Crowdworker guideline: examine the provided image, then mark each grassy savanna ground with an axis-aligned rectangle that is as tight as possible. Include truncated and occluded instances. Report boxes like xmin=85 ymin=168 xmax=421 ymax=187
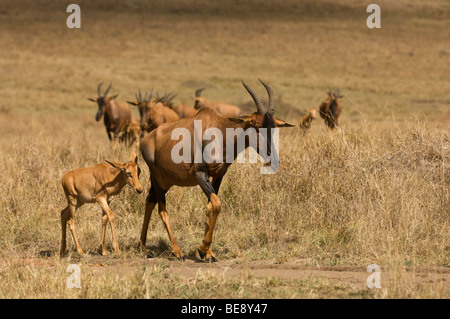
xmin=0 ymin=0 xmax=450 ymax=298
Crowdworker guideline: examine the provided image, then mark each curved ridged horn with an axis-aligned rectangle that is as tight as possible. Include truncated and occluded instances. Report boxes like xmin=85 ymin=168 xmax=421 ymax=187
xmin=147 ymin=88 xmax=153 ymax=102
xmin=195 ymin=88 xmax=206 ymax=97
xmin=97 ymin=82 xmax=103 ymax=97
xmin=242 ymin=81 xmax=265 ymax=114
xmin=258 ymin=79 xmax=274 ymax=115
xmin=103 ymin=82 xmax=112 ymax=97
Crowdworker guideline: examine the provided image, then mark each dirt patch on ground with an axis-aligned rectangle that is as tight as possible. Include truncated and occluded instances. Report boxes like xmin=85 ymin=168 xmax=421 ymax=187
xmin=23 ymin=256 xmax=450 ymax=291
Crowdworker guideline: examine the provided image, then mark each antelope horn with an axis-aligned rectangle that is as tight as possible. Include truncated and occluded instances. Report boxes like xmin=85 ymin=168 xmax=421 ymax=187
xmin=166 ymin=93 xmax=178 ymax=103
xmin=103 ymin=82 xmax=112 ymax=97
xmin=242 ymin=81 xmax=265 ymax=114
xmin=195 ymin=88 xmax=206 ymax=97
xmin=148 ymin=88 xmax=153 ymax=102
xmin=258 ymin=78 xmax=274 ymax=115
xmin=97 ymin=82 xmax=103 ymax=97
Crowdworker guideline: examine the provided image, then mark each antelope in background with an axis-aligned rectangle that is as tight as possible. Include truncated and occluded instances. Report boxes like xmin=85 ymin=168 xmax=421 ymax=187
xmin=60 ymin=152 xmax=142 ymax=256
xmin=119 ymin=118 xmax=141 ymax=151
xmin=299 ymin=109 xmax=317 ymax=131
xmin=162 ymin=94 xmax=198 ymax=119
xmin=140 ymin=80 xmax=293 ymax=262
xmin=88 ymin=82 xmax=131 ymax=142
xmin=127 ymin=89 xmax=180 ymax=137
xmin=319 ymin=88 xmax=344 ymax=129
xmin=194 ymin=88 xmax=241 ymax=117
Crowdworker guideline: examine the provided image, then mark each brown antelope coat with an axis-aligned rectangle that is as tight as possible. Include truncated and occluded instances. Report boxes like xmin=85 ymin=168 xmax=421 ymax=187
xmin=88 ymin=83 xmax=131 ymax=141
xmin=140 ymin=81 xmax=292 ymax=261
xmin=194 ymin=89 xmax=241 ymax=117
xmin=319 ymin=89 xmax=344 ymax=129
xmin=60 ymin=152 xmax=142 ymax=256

_ _ _ _ _ _ _

Exercise requirements
Render all of the data above as a JSON array of strings, one string per line, skipping blank lines and leaving out the picture.

Finished task
[
  "Crowdworker guideline: examine the provided image, then mark each grassy savanna ground with an axis-aligned rectangle that is as tight as possible. Include truncated and occluded instances. Report boxes like xmin=85 ymin=168 xmax=421 ymax=187",
  "xmin=0 ymin=0 xmax=450 ymax=298",
  "Crowdworker guideline: examine the provided image, then mark each curved ridged horn with an axis-aligned rectangle that is as tight as possible. Include truncated and occluded instances. Report boxes like xmin=85 ymin=168 xmax=421 ymax=187",
  "xmin=147 ymin=88 xmax=153 ymax=102",
  "xmin=195 ymin=88 xmax=206 ymax=97",
  "xmin=97 ymin=82 xmax=103 ymax=97",
  "xmin=242 ymin=81 xmax=265 ymax=114",
  "xmin=258 ymin=79 xmax=274 ymax=115",
  "xmin=103 ymin=82 xmax=112 ymax=97",
  "Crowdworker guideline: examine the provided image, then mark each dirt patch on ground with an axis-aligned rectangle that is as tight as possible. Include truncated and occluded instances. Report boxes like xmin=85 ymin=168 xmax=421 ymax=187",
  "xmin=23 ymin=256 xmax=450 ymax=291",
  "Crowdworker guideline: examine the provided image, then mark each antelope horn with an axis-aligned rectangle that is as tight as possible. Include truncated and occluded instances. Report boxes like xmin=85 ymin=168 xmax=421 ymax=187",
  "xmin=166 ymin=93 xmax=178 ymax=103",
  "xmin=103 ymin=82 xmax=112 ymax=97",
  "xmin=242 ymin=81 xmax=265 ymax=114",
  "xmin=195 ymin=88 xmax=206 ymax=97",
  "xmin=148 ymin=88 xmax=153 ymax=102",
  "xmin=258 ymin=78 xmax=274 ymax=115",
  "xmin=97 ymin=82 xmax=103 ymax=97",
  "Crowdworker guideline: examine the provided image, then mark each antelope in background with an axis-aligned rectangle that is as tight as possible. Include truncated and occluded instances. Report boxes like xmin=85 ymin=168 xmax=421 ymax=187",
  "xmin=60 ymin=152 xmax=142 ymax=256",
  "xmin=119 ymin=118 xmax=141 ymax=151",
  "xmin=299 ymin=109 xmax=317 ymax=131",
  "xmin=162 ymin=94 xmax=198 ymax=119",
  "xmin=140 ymin=80 xmax=293 ymax=262",
  "xmin=88 ymin=82 xmax=131 ymax=142",
  "xmin=127 ymin=89 xmax=180 ymax=137",
  "xmin=319 ymin=88 xmax=344 ymax=129",
  "xmin=194 ymin=88 xmax=241 ymax=117",
  "Crowdworker guideline: examine the provided image, then mark each brown antelope coat with an axis-aligned rectangle that is as tight as possible. Include truncated and occluded instances. Report boxes like xmin=85 ymin=168 xmax=421 ymax=187",
  "xmin=88 ymin=83 xmax=131 ymax=141",
  "xmin=140 ymin=81 xmax=292 ymax=261",
  "xmin=194 ymin=89 xmax=241 ymax=117",
  "xmin=319 ymin=89 xmax=344 ymax=129",
  "xmin=60 ymin=152 xmax=142 ymax=256"
]